Written request - Emit a verbatim copy of the lines running from the line with "Pick out every instance of the car tire" through the end of the material below.

Provided material -
>>>

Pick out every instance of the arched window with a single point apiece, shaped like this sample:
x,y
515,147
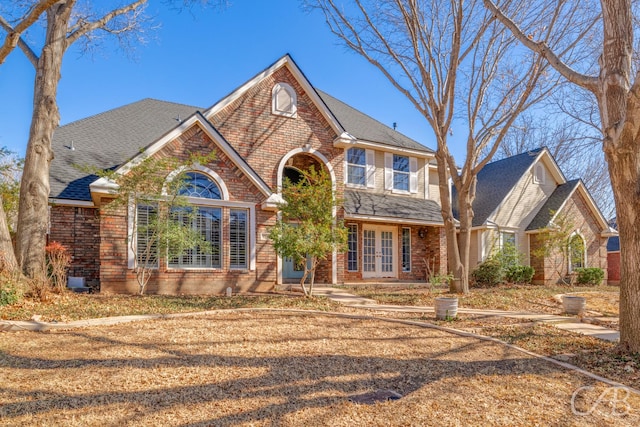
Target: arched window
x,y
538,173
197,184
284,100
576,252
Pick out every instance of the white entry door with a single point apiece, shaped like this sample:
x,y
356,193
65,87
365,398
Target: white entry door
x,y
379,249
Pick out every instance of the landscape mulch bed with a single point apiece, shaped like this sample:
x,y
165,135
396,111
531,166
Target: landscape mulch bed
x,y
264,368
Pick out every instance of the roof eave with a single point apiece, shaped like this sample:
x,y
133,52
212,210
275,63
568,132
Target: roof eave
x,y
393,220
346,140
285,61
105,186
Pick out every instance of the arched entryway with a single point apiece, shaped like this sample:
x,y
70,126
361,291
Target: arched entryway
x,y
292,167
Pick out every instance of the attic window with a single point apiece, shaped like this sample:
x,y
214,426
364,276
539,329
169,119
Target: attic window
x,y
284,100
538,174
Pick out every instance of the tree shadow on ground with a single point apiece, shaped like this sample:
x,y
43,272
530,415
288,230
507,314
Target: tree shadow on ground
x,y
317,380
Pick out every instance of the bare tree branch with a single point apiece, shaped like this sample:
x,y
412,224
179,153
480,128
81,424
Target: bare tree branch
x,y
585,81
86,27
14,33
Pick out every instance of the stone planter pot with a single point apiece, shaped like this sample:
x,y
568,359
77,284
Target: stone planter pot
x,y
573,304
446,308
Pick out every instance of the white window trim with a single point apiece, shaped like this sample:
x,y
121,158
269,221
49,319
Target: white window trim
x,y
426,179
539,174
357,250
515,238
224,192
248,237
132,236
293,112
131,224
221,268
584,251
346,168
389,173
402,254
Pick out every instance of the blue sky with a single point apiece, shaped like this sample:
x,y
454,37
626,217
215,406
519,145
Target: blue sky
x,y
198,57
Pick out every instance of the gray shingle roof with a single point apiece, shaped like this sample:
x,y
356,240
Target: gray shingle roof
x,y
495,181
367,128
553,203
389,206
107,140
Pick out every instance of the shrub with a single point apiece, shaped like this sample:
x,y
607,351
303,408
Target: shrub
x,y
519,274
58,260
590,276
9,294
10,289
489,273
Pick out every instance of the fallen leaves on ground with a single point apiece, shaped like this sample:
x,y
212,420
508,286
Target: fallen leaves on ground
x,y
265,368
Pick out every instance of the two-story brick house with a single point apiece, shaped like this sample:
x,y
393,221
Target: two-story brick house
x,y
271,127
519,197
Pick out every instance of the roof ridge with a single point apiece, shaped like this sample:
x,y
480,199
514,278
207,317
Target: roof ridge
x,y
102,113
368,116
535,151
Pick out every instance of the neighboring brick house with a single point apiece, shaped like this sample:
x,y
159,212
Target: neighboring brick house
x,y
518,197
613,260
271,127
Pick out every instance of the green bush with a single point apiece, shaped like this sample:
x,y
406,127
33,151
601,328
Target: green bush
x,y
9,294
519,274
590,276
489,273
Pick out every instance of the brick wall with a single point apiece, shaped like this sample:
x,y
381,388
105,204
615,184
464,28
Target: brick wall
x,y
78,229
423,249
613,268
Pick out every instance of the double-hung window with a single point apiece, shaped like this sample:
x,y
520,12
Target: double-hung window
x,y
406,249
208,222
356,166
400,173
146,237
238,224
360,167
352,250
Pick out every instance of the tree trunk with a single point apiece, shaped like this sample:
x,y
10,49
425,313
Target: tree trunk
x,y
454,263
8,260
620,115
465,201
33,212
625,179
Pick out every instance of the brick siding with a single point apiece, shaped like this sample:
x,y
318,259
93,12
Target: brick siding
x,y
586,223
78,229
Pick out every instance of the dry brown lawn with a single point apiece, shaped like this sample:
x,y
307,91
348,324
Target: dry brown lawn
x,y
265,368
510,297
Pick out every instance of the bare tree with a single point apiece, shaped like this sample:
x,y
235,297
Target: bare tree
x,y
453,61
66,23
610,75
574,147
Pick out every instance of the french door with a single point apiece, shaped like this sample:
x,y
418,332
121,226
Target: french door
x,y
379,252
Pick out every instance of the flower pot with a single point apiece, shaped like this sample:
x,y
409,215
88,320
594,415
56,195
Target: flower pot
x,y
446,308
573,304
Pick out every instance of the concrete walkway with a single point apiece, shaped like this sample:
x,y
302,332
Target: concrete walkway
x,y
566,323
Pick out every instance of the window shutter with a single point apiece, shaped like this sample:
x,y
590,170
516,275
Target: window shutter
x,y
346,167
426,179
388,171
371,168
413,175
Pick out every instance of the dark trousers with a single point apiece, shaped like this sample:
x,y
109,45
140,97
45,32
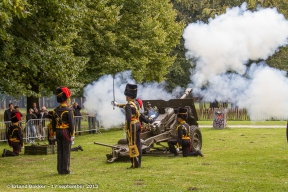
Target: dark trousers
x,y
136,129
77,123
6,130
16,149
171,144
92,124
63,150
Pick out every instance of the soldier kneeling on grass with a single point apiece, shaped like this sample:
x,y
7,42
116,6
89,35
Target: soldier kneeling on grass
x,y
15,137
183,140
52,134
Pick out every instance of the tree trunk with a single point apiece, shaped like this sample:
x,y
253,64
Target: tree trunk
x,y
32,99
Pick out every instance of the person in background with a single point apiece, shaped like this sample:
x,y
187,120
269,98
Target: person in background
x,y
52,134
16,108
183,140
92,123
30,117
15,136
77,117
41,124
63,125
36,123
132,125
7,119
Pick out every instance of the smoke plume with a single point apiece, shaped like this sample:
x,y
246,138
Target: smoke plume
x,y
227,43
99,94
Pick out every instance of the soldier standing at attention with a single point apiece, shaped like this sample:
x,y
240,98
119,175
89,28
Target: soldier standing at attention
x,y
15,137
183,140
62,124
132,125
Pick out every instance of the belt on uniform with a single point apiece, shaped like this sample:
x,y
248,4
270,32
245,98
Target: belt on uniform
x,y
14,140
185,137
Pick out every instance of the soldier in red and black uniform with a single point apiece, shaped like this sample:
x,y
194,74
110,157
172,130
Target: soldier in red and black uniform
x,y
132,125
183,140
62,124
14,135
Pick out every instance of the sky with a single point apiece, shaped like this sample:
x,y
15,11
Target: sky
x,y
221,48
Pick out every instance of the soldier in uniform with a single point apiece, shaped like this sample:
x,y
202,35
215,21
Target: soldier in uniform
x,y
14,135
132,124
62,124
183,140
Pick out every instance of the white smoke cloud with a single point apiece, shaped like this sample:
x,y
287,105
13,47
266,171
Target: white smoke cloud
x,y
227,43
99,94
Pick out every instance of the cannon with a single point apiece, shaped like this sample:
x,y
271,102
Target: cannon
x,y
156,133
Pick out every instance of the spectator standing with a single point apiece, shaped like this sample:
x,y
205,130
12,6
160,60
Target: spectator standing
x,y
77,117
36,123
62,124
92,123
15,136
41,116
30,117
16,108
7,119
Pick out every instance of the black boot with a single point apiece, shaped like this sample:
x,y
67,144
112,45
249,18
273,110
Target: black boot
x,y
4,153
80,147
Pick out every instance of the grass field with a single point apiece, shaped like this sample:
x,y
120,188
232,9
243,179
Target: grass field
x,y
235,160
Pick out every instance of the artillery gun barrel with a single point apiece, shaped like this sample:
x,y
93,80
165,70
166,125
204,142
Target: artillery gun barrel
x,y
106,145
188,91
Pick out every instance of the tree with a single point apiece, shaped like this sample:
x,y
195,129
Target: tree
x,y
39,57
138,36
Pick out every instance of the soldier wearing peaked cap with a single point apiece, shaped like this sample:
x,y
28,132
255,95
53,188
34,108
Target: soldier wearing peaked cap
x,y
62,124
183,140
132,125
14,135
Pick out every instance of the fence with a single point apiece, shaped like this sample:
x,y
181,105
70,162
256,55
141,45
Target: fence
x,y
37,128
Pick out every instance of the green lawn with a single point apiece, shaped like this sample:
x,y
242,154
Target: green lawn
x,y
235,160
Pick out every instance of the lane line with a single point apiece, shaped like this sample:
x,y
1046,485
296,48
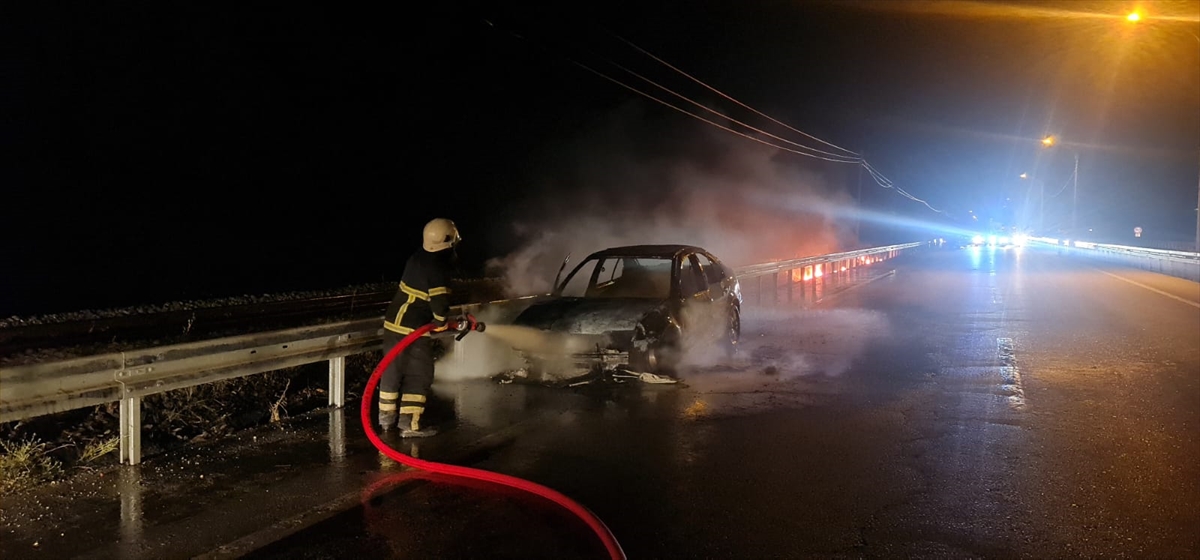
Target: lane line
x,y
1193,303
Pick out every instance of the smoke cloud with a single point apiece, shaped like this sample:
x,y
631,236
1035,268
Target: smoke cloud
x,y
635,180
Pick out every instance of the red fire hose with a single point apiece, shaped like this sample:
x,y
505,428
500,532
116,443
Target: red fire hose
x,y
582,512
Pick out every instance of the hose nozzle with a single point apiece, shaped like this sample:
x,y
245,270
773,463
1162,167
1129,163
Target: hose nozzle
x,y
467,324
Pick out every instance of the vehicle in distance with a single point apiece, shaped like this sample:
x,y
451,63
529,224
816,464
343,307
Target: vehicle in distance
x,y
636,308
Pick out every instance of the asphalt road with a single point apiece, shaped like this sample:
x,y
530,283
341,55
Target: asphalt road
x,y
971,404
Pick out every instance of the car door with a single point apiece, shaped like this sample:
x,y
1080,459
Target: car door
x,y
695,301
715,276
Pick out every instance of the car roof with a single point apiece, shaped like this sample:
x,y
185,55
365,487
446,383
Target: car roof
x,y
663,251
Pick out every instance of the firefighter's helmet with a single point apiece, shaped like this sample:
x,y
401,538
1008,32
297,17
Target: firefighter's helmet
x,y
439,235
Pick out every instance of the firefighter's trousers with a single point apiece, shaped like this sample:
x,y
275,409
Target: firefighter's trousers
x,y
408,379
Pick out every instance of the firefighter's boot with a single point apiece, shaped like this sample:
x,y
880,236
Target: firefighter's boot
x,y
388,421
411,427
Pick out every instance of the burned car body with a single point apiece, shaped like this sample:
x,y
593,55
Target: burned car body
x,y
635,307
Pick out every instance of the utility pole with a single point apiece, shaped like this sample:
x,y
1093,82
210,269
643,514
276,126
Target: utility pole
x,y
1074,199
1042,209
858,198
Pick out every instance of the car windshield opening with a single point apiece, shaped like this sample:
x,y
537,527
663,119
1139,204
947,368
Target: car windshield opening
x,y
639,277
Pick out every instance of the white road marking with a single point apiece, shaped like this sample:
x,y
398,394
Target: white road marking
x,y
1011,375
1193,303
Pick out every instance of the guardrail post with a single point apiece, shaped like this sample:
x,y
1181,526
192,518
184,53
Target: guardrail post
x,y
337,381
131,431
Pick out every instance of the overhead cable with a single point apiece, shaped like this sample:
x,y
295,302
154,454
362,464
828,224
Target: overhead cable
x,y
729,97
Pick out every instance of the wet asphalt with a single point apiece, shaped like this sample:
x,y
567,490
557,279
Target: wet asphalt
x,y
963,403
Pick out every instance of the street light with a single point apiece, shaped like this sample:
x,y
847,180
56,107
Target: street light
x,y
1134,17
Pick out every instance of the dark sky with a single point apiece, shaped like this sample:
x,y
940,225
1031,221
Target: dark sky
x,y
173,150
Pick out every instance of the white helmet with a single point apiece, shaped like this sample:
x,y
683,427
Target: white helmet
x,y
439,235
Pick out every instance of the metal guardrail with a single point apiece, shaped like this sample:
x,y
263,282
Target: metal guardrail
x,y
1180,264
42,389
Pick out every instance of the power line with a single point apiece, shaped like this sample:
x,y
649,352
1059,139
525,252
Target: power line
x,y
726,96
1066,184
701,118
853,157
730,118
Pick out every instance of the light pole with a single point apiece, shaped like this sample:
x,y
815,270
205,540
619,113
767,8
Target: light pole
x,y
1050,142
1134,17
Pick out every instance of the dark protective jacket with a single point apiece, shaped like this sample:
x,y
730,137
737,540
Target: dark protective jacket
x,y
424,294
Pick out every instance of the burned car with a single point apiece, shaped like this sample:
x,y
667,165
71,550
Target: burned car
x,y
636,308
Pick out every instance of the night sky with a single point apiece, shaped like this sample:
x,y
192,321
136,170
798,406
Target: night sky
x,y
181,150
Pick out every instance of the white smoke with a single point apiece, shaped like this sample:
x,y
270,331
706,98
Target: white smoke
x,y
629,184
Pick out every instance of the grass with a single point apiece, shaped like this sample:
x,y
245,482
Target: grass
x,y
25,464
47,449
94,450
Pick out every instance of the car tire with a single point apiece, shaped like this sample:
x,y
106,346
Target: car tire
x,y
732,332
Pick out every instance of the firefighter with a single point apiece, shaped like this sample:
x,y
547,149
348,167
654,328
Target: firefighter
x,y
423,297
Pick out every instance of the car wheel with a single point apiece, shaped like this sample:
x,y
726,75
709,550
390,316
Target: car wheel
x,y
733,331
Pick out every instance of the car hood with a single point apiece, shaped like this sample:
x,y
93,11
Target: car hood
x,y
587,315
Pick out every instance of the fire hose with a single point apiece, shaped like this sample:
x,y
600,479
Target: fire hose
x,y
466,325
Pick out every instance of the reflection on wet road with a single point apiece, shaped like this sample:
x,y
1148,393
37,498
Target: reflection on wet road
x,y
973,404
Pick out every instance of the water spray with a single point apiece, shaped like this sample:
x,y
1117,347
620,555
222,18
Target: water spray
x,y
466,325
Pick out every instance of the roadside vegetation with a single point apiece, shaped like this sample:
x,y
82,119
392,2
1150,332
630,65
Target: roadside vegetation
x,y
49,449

<<<

Response for this exercise -
Pick out every instance of the car tire with a single point apiece, shaped like this sample:
x,y
106,346
Target: car tire
x,y
732,332
Pick out every instance of the firefighter with a single point apiece, shaped like this sample:
x,y
547,149
348,167
654,328
Target: firefighter
x,y
423,297
Pick out every instance of the car wheel with a single point apiece, shaped like this sample:
x,y
726,75
709,550
390,316
Target: car wheel
x,y
733,331
Pick out every instance of the car hood with a single point apiece, shaped like this sample:
x,y
93,11
Target: car hood
x,y
587,315
Pick out every instance of the fire hose with a single point apiece, shaped like this sample:
x,y
600,479
Target: fire hose
x,y
466,325
Pick out every instance of the reflection on wet road with a single point apiece, shaped like this sample:
x,y
1148,393
37,498
Target: reflection on wet road
x,y
973,404
Pick out every instance of the water spray with a single point apiece, shaped like this sample:
x,y
1117,347
620,555
222,18
Target: water spray
x,y
466,325
Pick out every instance of the roadside vegetation with a single point apiece, shaped like this sample:
x,y
82,119
392,2
1150,332
630,65
Target: roadside vegetation
x,y
49,449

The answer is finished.